Friday, March 27, 2009

Imagina a Ação

A gente fica adulto e invariavelmente a vida nos força a se esquecer de ser um pouco como criança. Lembra quando você era criança, e tudo ao redor só dependia da sua imaginação para ser qualquer coisa que você quisesse que fosse? Uma folha de árvore seca virava uma balsa na valsa da enxurrada de sujeira que escorria pela sarjeta do vizinho, um pedaço de madeira com tampinhas de garrafa pregadas bem ao lado virava um carro de fórmula 1 de última geração e até mesmo o vestido antigo da tia solteirona podia virar uma bandeira pirata, se corretamente afixada numa caixa de tomates emprestada da quitanda da esquina. As crianças são piratas, astronautas ou bombeiros, porque dentro dos seus corações mora a imaginação.
E agora? Agora quando adultos exigimos as famosas provas cabais de que as coisas precisam ser mais realistas, concretas, palpáveis. Uma poça d'água é apenas algo que molha nossos sapatos, um buraco no asfalto não é uma cratera remanescente do pouso de um disco voador, é só algo que pode estragar nossos pneus, um pedaço de madeira é um vetor de contaminação por doenças impensáveis, a enxurrada do vizinho só suja nossa calçada e caixas de tomate não passam de restolho. De tanto enxergar o mundo assim, nosso trabalho, que acaba ocupando por volta de uns dois terços do nosso tempo útil, se torna cada vez mais boçal e tedioso.

_Material fornecido_
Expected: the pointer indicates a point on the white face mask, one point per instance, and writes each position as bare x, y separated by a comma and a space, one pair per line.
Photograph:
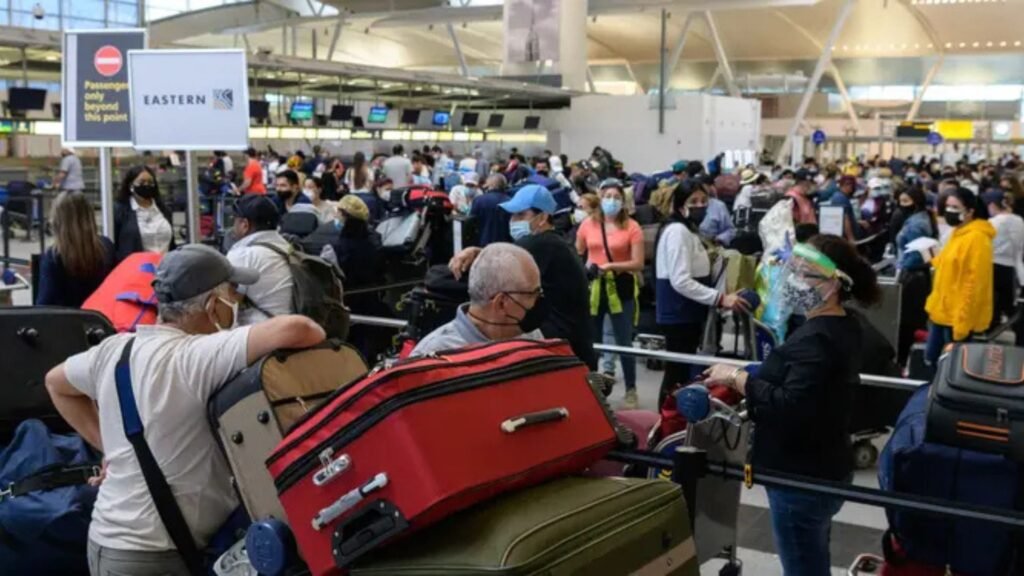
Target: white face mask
235, 316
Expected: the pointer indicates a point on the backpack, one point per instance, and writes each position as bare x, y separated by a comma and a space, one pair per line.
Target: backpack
126, 296
45, 530
317, 291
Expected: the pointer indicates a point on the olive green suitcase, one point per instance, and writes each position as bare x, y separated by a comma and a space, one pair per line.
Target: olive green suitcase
606, 526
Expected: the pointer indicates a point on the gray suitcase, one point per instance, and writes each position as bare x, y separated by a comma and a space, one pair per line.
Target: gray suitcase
252, 412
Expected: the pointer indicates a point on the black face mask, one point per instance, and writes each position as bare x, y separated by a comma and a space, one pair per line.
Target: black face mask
535, 317
144, 191
696, 215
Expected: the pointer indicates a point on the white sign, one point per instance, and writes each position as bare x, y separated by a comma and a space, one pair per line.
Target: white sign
832, 220
188, 99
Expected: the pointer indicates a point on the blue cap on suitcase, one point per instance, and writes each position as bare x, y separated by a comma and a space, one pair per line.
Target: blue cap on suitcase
270, 546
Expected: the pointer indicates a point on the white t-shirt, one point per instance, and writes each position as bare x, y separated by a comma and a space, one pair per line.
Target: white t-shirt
173, 375
153, 228
272, 291
1008, 247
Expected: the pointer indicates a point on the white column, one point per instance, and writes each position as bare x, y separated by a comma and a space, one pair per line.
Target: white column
572, 44
812, 84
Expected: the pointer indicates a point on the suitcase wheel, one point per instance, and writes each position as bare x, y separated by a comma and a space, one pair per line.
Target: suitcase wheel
864, 454
270, 546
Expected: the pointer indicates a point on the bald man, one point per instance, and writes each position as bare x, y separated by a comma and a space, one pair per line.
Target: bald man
505, 301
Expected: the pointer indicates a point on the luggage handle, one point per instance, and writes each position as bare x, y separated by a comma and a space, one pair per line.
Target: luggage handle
348, 501
332, 467
555, 414
365, 531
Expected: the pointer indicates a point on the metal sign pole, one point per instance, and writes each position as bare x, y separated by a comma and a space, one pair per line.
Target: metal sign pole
192, 213
107, 192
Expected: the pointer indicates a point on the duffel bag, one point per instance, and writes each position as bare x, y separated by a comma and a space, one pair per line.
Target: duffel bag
46, 504
126, 296
911, 465
252, 412
409, 446
977, 400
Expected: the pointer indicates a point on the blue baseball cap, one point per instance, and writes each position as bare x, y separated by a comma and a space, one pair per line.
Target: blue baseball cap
531, 197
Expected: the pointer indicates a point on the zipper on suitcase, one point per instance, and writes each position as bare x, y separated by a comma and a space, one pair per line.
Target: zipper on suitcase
299, 468
386, 378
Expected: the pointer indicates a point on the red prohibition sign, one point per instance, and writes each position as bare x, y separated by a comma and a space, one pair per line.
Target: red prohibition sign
108, 60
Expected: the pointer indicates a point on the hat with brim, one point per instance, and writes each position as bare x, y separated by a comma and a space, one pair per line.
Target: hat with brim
196, 269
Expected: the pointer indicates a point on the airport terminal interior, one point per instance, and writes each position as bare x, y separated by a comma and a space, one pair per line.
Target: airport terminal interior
483, 287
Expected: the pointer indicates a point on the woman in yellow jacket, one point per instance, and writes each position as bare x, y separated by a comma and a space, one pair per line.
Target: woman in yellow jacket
961, 302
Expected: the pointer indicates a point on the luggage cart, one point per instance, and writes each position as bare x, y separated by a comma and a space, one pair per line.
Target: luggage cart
724, 435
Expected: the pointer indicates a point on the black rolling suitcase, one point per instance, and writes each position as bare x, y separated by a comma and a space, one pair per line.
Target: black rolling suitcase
34, 339
977, 400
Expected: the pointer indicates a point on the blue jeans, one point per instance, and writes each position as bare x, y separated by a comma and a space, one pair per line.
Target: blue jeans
802, 526
608, 337
938, 337
622, 326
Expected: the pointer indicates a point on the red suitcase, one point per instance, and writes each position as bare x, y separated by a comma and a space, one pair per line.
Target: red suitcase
406, 447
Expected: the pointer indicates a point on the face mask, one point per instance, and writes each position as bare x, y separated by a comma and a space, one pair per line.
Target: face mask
801, 296
144, 191
695, 214
519, 230
235, 316
611, 206
535, 317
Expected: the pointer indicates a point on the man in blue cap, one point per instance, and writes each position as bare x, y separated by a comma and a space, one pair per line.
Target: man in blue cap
562, 276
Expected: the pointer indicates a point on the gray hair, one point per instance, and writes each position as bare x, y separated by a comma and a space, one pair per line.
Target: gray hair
500, 268
175, 313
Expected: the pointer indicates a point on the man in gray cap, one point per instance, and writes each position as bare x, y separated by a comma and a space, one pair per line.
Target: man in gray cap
175, 367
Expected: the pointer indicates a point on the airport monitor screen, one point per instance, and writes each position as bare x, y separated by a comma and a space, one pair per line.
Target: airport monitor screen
301, 111
378, 115
26, 98
341, 113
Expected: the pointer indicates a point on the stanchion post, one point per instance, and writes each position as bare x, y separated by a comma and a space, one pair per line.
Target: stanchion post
105, 192
688, 466
192, 207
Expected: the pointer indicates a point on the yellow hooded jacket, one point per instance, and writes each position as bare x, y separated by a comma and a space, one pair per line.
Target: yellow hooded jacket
962, 287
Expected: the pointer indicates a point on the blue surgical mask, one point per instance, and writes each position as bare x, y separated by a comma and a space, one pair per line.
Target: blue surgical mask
519, 230
611, 206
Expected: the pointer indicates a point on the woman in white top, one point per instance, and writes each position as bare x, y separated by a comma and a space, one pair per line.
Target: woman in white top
1008, 252
141, 220
326, 210
683, 281
359, 177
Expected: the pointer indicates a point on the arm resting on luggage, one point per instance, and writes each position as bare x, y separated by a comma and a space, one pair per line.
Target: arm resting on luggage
282, 332
76, 408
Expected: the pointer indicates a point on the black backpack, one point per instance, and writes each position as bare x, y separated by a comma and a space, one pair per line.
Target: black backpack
317, 290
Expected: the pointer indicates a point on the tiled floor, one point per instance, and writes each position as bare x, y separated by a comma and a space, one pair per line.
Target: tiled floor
857, 528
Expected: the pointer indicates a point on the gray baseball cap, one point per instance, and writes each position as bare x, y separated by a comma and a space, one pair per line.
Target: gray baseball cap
195, 269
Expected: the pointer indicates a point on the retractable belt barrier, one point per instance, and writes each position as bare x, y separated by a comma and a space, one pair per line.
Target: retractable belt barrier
688, 465
866, 379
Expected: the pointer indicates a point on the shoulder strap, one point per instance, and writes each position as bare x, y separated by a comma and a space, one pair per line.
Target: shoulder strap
604, 240
161, 492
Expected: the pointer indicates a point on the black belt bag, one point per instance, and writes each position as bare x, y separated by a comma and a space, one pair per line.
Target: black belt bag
977, 400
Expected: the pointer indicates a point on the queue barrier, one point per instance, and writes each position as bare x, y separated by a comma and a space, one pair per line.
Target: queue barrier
677, 358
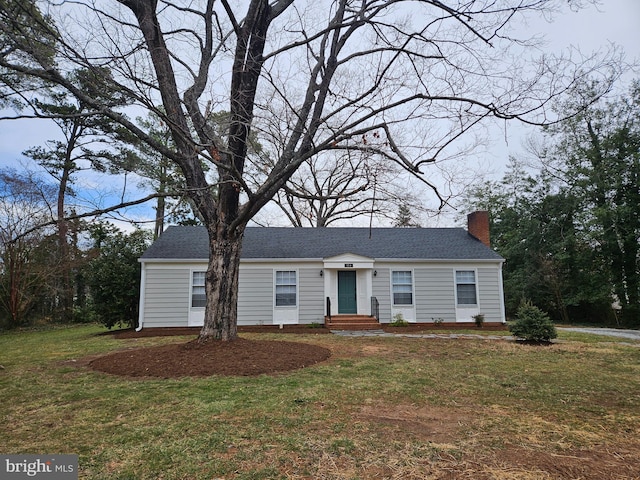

_O que fazer_
Prolongue o texto sobre a imaginação de criança e a vida adulta, começando logo depois da última frase mostrada. As linhas não são usadas aqui.

_Resposta do exercício_
Vejam as tarefas operacionais; tem dias que você tem 201 formulários para você xerocar. Duzentoseum formulários! Nossa, quantos! Ou então você precisa copiar 2000 nomes de um cadastro e colar em outro arquivo. Trabalho é assim, às vezes é cheio de tarefas operacionais. às vezes é preciso copiar uma planilha, digitar e redigitar 32938234 algarismos em sequência, pois se você não fizer isto o imposto do produto será calculado errado, a conta do cliente poderá passar batido, as fórmulas estarão incorretas, ou o que quer que seja. É chato. É muito chato.
É por isso que até hoje eu penso meio como criança: são 4732903 algarismos divididos em 32183 linhas e 1312 colunas? Ótimo, faço e refaço isso com prazer pois dentro de mim imagino que se eu não digitar os números (a "senha secreta", na verdade), os soldados da força especial de ataque não poderão invadir o bunker imperial despótico rival. Digitar formulários? É comigo mesmo: imagino que sou eu a encaminhar cada um dos formulários aos astronautas correspondentes, cada um num planeta mais distante que o outro. Xerocar documentos então nem se fala; leio trechos e trechos de cada um deles, seria eu capaz de, sem pudor algum, copiar uma frase de cada um deles e juntar todos num texto sem pé nem cabeça, feito uma sopa de letrinhas incoerente, só para gargalhar da falta de sentido que isso faz. Tomar bronca no trabalho é outra coisa especial; que espião super-secreto não esqueceu provas de espionagem em território inimigo?
Tudo na vida é assim. Um pouco de imaginação não faz mal a ninguém. Temos que ter paixão pelas coisas, enxergar o vizinho queimando o lixo ao invés de contribuir com a coleta seletiva e imaginar que o fogo é o resultado de uma mágica de um bruxo mau, temos que olhar os pássaros voando e imaginar que na verdade fogem das gaiolas da realidade, olhar a enxurrada que suja nossa sarjeta e imaginar que aquilo são só as lágrimas de um gigante que mora na esquina e que teve seu amor rejeitado pela anã do castelo, mesmo sabendo que é só água suja e mal-tratada. Temos que amar nosso trabalho, mesmo sendo a realidade chata demais. Temos que fazer o que deve ser feito, com paixão, com segurança, com coragem e sem reclamar demais das coisas, independente de onde queremos estar no amanhã. O amanhã pode ser e até será o hoje melhorado, mas se o hoje não for bom, o amanhã será um inferno.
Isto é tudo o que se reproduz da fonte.